**Collected data entries**

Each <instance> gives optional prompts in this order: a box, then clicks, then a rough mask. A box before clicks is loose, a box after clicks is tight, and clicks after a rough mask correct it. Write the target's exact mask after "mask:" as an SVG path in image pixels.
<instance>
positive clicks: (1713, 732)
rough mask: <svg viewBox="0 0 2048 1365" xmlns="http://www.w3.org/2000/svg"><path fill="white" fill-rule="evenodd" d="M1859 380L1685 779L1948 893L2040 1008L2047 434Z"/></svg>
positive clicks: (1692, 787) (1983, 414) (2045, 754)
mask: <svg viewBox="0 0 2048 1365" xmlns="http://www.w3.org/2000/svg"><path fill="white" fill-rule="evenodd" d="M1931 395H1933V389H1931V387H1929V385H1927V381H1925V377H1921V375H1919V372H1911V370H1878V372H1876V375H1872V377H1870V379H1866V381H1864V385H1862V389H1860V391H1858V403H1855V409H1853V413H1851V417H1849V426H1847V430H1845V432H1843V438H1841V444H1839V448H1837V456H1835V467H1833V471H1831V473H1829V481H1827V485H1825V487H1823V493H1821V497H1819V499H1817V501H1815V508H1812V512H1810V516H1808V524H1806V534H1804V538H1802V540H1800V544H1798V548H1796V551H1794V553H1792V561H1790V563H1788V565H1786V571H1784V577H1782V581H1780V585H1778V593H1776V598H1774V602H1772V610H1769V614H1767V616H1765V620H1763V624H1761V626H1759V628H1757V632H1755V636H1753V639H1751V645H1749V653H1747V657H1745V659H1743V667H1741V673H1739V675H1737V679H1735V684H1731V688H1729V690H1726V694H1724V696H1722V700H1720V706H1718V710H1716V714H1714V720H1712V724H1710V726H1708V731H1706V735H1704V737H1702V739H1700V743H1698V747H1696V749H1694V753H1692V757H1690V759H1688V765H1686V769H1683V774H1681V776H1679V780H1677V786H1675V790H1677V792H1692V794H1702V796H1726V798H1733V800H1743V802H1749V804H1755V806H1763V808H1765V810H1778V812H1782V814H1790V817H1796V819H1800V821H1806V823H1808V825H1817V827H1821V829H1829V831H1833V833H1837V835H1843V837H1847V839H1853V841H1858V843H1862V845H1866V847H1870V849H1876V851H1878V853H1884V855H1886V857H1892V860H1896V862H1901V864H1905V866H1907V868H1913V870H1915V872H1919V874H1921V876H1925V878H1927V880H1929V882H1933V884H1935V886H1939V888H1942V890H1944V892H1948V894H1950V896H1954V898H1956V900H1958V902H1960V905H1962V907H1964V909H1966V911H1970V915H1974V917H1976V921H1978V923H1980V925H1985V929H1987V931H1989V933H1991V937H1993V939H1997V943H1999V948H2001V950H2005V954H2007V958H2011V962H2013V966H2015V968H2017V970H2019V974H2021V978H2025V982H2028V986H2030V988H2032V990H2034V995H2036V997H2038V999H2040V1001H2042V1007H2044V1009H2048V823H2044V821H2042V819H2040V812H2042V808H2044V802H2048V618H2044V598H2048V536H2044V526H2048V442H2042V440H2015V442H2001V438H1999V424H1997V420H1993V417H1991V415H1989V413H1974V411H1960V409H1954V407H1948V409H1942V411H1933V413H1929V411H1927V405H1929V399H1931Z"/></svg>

**Exercise requirements**
Rewrite the lines from the start of the items up to and including the line with "rough mask: <svg", switching "clicks" to "points" and leaving everything else unchanged.

**Exercise result**
Each <instance> gives optional prompts in this order: a box, then points, then a rough mask. A box before points is loose, a box after points is tight, and points after a rough mask correct it. Write the target's exact mask after "mask:" as an SVG path in image pixels.
<instance>
positive points: (1713, 732)
rough mask: <svg viewBox="0 0 2048 1365" xmlns="http://www.w3.org/2000/svg"><path fill="white" fill-rule="evenodd" d="M1859 380L1685 779L1948 893L2040 1008L2047 434Z"/></svg>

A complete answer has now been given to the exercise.